Stated problem 1: Could you collect every line of the records that contains the word "grass", matching case exactly?
****************
3.            Forfeiture of Restricted Share Units. The Restricted Share Units
that have not yet vested pursuant to Section 2(a) shall be forfeited
automatically without further action or notice if the Grantee ceases to be a
director of the Company other than as provided pursuant to Section 2(b).
 
4.            Payment.
 
(a)            Except as may be otherwise provided in this Section, the Company
shall deliver to the Grantee (or the Grantee’s estate in the event of death) the
Shares underlying the vested Restricted Share Units within thirty (30) days
following the date that the Restricted Share Units become vested in accordance
with Section 2.
 
(b)            Notwithstanding Section 4(a), to the extent that the Grantee’s
right to receive payment of the Restricted Share Units constitutes a “deferral
of compensation” within the meaning of Section 409A of the Code, payment of any
vested Restricted Share Units shall be subject to the following rules, to the
extent necessary to comply with Section 409A of the Code:
 
(i)           Except as provided in Section 4(b)(ii), the Shares underlying the
vested Restricted Share Units shall be delivered to the Grantee (or the
Grantee’s estate in the event of death) within thirty (30) days after the
earlier of: (A) the Grantee’s “separation from service” within the meaning of
Section 409A of the Code; (B) the occurrence of a “change in the ownership,” a
“change in the effective control” or a “change in the ownership of a substantial
portion of the assets” of the Company within the meaning of Section 409A of the
Code; or (C) the Vesting Date.
****************
Stated problem 2: Can you print, verbatim, the part of the restricted share unit text starting with "(a)            Except as may" and going on through "with Section 2."?
****************
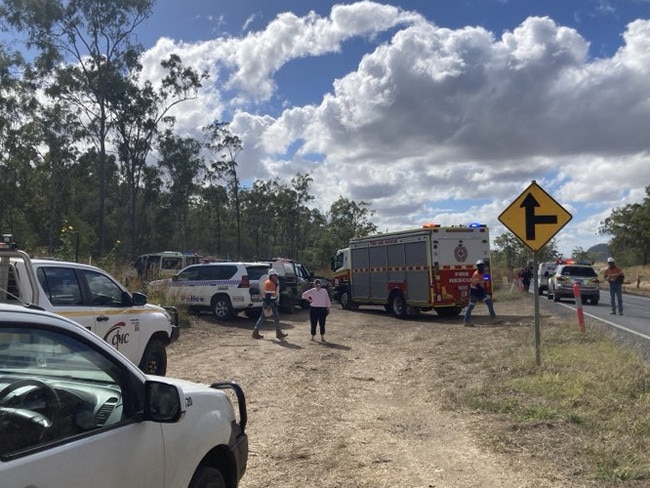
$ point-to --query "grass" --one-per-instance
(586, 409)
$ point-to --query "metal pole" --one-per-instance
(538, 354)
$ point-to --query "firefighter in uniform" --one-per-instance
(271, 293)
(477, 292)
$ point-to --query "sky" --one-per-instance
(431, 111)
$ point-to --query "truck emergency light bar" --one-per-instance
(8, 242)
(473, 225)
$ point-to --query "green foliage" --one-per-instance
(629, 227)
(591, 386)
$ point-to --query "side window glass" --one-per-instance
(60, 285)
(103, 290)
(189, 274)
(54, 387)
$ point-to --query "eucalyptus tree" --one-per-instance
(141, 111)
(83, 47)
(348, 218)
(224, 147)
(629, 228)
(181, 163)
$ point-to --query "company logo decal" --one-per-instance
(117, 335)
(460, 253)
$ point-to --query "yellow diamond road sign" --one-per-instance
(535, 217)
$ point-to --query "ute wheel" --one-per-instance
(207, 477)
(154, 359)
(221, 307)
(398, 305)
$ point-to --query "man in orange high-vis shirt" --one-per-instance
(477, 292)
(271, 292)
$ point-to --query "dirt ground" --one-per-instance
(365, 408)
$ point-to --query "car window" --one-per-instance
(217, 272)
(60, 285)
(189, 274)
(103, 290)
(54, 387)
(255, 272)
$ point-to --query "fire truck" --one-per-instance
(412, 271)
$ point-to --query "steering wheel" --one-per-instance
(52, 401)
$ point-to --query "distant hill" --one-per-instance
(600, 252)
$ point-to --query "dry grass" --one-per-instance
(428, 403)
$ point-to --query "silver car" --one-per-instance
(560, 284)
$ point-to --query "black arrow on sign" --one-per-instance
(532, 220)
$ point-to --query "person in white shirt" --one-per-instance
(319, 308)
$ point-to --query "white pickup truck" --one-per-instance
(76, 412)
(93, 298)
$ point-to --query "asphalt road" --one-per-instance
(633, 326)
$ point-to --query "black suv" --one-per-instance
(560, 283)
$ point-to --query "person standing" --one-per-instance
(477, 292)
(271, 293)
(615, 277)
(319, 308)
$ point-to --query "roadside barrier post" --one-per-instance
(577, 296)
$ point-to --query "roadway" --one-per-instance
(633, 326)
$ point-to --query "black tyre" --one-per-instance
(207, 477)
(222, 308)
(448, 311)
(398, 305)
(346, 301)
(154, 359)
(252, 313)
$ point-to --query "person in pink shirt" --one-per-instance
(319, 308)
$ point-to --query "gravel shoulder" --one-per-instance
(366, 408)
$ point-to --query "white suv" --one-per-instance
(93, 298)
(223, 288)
****************
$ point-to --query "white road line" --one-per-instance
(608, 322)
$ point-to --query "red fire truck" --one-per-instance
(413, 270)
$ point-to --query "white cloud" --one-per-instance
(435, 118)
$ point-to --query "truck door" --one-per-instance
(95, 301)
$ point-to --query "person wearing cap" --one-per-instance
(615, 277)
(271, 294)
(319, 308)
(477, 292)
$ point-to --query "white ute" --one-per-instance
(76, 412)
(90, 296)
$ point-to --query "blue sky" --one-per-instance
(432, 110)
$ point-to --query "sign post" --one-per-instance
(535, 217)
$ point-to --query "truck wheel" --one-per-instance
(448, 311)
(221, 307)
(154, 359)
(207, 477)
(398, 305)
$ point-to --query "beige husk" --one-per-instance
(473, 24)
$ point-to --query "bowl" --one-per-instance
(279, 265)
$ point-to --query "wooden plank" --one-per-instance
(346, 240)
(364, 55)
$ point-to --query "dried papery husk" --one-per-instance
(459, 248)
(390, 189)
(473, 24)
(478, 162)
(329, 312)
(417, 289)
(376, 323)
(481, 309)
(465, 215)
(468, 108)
****************
Finished answer 1:
$ point-to --query "grass" --one-per-instance
$ point-to --query "dry grass" --one-per-instance

Finished answer 2:
(a)            Except as may be otherwise provided in this Section, the Company
shall deliver to the Grantee (or the Grantee’s estate in the event of death) the
Shares underlying the vested Restricted Share Units within thirty (30) days
following the date that the Restricted Share Units become vested in accordance
with Section 2.